___ Provided records
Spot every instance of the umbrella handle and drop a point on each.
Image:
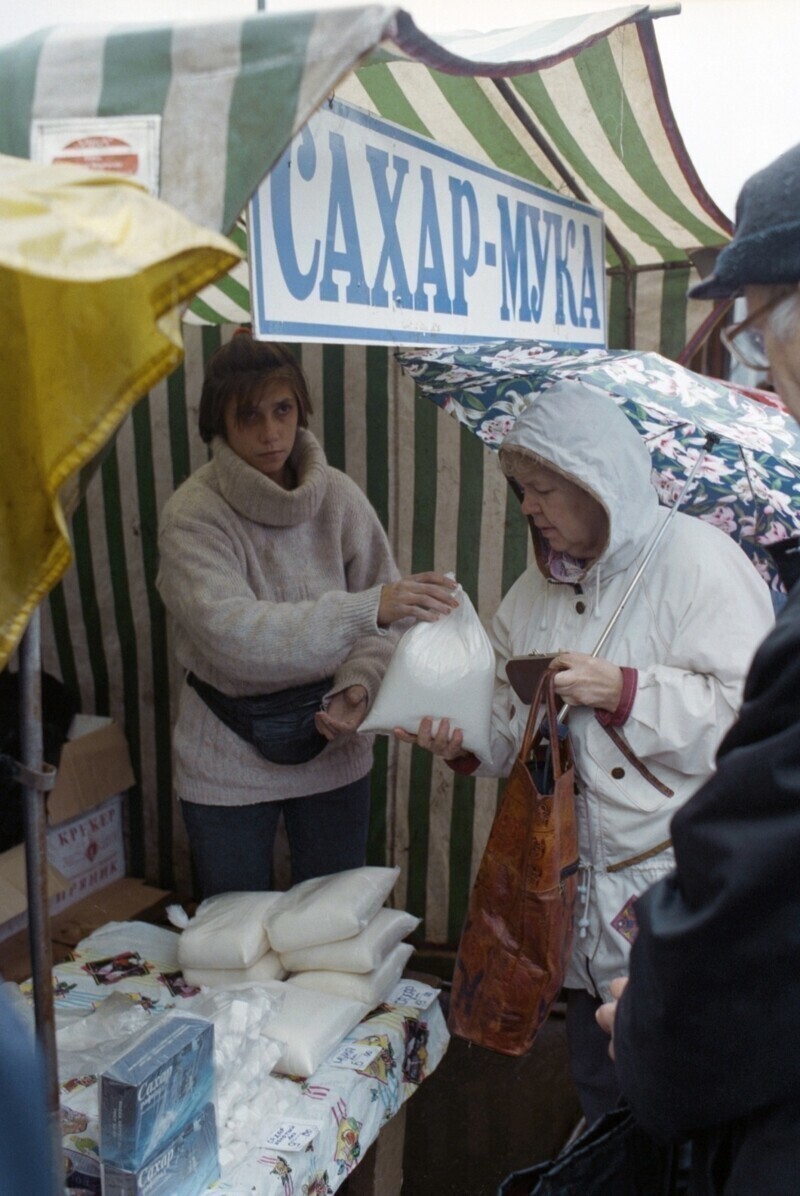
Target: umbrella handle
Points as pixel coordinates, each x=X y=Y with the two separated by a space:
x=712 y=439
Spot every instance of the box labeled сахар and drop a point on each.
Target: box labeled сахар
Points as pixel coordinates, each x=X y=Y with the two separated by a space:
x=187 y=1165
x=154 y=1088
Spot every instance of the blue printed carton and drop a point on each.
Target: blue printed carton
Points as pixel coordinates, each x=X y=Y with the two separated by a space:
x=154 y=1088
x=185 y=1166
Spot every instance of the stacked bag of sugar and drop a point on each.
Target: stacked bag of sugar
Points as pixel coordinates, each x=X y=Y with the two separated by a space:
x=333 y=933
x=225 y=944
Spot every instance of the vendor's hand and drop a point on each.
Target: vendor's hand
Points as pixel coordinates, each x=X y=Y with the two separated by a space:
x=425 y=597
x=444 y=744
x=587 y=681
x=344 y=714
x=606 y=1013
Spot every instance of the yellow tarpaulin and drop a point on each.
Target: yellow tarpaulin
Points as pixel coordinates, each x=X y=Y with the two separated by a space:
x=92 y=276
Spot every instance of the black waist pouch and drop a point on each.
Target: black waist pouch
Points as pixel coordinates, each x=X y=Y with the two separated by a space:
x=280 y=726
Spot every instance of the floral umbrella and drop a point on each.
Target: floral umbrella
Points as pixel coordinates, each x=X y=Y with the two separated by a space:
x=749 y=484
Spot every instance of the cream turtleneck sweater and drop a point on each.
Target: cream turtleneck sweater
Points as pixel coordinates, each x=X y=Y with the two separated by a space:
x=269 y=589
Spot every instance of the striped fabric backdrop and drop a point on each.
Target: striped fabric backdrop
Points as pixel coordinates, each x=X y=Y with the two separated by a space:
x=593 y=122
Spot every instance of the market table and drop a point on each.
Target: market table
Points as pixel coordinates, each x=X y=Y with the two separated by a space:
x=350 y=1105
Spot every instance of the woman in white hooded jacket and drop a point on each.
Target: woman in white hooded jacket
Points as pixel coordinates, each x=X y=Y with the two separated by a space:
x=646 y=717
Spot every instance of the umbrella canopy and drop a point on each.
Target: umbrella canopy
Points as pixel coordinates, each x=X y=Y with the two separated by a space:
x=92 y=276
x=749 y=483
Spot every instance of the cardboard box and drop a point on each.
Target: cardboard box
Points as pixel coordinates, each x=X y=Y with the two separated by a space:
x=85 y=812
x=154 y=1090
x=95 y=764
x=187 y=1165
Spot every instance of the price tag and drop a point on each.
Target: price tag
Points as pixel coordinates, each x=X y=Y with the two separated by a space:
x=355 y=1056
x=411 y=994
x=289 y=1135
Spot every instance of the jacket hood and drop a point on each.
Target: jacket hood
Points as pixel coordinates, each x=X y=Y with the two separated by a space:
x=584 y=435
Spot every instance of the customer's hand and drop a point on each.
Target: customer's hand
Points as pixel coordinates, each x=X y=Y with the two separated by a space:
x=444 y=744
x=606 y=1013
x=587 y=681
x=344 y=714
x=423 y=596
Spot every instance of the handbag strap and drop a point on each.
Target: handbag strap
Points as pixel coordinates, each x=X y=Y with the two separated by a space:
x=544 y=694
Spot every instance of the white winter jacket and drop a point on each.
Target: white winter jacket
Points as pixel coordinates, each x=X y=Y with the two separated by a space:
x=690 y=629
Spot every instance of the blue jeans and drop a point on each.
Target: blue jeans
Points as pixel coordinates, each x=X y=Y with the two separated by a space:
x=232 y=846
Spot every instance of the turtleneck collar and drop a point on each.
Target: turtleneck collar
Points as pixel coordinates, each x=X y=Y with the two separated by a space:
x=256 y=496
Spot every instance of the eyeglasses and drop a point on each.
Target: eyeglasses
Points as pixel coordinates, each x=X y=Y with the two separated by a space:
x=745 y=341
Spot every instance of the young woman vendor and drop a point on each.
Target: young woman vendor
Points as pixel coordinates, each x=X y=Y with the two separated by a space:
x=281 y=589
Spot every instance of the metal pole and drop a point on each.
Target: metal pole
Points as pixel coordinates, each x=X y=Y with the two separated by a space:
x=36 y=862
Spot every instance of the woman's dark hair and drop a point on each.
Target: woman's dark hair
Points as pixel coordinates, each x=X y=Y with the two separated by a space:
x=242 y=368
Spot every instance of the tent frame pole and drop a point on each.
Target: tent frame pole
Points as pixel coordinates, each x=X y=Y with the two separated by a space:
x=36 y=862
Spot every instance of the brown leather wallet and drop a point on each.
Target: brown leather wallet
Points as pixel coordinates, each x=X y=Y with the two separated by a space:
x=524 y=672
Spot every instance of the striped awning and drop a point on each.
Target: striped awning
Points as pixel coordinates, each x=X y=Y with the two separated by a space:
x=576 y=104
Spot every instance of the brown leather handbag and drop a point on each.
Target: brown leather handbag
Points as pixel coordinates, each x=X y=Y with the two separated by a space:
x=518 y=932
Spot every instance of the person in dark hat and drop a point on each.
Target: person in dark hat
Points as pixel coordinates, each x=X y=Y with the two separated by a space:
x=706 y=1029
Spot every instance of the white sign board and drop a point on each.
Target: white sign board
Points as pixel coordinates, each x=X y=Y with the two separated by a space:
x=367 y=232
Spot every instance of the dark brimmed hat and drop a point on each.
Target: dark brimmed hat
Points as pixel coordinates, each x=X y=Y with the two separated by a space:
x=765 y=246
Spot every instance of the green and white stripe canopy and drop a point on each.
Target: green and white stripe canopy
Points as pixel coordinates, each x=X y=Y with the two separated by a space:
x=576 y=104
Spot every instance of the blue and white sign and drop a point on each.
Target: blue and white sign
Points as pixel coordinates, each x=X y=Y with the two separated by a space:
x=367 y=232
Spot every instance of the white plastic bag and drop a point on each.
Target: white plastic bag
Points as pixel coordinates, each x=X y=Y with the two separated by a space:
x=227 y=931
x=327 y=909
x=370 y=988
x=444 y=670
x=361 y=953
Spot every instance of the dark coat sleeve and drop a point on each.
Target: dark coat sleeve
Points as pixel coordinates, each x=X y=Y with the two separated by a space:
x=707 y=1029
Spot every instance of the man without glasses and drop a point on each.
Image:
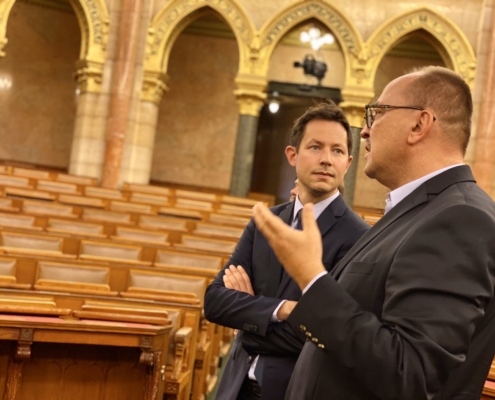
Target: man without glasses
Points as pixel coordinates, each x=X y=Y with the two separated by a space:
______
### Task item
Reproduce exactly the section above that begins at the line containing "Spot every instance of the cream" and ends at the line containing "Target: striped fabric backdrop", leaving out all other lines.

### Result of the exercise
Spot every instance of the cream turtleneck sweater and drop a point on each.
Target: cream turtleneck sweater
Points as pixel coordinates, each x=X y=Y with the two separated by a space:
x=269 y=589
Spot every instance of the striped fabric backdrop and drop a point on each.
Target: striped fabric backdrop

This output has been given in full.